ITEMS =
• • • • • • •
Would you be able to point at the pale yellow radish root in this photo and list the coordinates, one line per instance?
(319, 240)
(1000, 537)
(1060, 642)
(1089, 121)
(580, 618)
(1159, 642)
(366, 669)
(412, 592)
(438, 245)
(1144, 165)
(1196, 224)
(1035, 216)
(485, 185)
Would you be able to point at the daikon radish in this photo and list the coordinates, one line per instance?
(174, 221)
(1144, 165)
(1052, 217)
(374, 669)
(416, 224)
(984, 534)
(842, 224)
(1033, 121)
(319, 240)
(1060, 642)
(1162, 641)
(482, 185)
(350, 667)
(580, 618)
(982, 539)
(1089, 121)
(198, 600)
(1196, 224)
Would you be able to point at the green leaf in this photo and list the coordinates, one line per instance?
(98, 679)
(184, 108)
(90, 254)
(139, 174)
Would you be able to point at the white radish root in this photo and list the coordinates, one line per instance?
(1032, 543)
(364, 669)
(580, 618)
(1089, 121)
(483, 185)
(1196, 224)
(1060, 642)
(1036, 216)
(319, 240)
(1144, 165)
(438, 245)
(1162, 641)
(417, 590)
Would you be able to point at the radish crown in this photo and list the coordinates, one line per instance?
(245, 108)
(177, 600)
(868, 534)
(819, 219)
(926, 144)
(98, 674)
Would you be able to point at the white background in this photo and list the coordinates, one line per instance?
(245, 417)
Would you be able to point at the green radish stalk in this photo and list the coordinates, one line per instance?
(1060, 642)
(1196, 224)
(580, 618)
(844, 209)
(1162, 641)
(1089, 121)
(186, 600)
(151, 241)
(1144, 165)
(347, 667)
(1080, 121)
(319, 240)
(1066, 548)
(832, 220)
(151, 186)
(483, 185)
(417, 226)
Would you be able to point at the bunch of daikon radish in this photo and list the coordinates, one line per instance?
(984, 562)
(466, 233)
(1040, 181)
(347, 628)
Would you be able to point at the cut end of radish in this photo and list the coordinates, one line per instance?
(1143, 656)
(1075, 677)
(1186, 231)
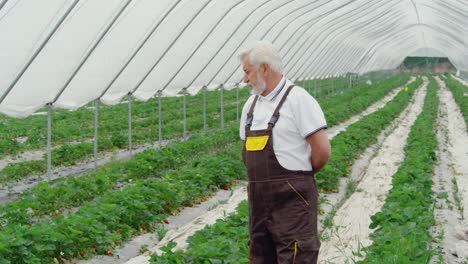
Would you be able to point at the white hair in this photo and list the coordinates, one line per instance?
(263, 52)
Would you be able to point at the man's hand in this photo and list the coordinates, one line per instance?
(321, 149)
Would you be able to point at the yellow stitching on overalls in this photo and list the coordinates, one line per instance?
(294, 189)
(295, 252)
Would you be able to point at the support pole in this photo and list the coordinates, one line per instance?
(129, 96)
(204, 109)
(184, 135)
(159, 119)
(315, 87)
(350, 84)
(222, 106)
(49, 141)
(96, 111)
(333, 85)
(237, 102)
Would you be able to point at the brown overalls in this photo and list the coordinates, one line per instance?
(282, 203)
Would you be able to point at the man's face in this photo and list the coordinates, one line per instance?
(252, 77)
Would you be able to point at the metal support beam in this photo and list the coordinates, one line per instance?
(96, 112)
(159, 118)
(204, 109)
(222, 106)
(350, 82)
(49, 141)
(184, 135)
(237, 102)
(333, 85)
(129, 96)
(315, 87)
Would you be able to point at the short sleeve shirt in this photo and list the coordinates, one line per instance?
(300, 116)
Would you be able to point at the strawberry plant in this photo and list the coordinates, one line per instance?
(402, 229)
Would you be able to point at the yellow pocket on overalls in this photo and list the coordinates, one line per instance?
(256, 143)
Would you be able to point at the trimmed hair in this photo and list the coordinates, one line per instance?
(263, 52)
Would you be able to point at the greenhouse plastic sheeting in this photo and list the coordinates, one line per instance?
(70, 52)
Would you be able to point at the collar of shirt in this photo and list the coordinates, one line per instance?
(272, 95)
• • • • • • •
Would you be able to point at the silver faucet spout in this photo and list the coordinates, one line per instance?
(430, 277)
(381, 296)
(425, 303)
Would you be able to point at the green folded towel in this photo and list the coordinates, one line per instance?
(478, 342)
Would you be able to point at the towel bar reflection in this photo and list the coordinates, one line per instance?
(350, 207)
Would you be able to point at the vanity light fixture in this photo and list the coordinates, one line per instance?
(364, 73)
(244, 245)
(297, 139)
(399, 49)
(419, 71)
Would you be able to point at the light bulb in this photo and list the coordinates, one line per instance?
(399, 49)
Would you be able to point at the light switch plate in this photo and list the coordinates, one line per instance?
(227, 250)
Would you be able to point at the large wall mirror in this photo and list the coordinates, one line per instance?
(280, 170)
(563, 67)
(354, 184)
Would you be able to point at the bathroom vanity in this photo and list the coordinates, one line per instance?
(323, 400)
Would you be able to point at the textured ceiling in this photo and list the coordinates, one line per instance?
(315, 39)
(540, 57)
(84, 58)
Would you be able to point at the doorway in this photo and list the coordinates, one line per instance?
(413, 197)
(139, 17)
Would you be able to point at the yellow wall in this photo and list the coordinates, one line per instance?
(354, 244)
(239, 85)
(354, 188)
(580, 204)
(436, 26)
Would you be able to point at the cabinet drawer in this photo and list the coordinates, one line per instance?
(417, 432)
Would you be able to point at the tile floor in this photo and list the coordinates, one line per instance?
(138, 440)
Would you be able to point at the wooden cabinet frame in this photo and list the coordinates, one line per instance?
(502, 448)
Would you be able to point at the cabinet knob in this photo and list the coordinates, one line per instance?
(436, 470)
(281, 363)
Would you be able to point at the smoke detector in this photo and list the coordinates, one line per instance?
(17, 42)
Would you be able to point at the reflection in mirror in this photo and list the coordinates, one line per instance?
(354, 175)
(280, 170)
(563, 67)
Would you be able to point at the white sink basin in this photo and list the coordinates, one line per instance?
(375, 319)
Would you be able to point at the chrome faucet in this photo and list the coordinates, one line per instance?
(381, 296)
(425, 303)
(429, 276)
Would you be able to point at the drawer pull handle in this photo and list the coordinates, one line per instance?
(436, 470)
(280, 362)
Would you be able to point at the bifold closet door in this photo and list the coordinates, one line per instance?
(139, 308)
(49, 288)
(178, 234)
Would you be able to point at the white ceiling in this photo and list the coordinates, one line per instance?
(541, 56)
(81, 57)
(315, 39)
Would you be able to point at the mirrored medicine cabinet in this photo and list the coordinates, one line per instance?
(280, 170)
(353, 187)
• • • • • • •
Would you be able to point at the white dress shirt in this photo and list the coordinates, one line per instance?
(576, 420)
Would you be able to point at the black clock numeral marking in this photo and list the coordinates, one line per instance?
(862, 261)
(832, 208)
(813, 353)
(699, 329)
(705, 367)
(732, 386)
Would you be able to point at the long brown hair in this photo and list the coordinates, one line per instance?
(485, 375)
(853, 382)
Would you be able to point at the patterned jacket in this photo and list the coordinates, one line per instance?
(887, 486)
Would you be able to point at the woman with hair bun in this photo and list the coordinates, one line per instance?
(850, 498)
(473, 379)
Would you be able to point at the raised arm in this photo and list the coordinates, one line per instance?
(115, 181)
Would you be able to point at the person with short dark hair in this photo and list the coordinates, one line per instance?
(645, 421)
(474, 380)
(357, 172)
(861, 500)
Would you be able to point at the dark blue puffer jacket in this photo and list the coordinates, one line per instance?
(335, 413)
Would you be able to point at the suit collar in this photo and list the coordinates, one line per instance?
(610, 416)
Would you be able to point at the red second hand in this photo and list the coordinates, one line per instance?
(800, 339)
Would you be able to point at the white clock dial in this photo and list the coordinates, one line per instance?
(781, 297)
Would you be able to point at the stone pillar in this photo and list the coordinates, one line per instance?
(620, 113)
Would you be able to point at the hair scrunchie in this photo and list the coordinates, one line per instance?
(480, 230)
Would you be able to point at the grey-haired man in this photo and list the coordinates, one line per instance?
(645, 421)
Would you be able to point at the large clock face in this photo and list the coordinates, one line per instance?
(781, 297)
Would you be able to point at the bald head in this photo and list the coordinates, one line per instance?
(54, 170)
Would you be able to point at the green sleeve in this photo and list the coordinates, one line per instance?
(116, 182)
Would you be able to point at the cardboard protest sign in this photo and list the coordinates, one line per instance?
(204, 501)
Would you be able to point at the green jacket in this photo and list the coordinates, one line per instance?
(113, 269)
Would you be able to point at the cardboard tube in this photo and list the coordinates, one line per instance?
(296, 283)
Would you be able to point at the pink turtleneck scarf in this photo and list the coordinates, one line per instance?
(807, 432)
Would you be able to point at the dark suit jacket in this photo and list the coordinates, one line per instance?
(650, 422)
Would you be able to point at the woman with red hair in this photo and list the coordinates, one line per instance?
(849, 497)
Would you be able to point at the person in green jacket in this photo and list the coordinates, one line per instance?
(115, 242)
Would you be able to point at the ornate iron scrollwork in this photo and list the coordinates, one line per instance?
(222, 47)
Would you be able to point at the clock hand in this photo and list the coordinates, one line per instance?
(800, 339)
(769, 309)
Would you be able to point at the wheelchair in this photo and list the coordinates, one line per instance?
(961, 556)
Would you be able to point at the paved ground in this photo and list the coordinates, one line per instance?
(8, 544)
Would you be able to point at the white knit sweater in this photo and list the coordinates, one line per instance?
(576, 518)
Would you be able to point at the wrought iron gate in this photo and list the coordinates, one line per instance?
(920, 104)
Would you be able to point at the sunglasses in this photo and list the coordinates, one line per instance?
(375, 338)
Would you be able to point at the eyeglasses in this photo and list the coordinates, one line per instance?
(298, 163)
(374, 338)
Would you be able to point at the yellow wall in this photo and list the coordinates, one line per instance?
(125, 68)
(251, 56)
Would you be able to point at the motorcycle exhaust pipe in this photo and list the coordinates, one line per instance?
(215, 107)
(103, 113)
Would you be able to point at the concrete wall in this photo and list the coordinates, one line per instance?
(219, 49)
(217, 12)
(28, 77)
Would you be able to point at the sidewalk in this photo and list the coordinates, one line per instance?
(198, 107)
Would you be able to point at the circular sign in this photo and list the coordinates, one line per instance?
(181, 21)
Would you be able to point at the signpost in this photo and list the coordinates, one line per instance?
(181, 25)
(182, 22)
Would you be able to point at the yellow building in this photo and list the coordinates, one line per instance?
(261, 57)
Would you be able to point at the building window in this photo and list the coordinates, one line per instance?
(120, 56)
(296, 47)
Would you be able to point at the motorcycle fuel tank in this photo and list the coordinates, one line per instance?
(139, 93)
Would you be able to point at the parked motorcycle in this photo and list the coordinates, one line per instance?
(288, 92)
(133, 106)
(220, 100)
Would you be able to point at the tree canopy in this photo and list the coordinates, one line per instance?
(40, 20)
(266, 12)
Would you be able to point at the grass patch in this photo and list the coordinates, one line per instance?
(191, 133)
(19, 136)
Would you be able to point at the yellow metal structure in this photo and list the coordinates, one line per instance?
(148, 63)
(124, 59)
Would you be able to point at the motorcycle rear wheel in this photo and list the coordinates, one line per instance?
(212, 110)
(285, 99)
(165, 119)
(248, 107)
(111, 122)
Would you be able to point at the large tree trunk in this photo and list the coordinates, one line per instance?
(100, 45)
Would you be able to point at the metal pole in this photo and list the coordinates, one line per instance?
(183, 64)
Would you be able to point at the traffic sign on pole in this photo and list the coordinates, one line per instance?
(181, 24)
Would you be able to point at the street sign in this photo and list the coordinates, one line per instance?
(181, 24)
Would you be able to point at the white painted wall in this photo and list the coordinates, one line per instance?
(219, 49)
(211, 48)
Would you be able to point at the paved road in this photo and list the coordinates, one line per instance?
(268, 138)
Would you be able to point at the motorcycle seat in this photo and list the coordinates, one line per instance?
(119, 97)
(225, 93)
• • • • • • •
Which lines in the listing above contain the word "person"? Copy each one in full.

Would you be able to point at the person with short dark hair in this photo and list the coordinates, one line per instance?
Would you be able to point at the person in green jacket in this photo and list the coordinates, one line per instance?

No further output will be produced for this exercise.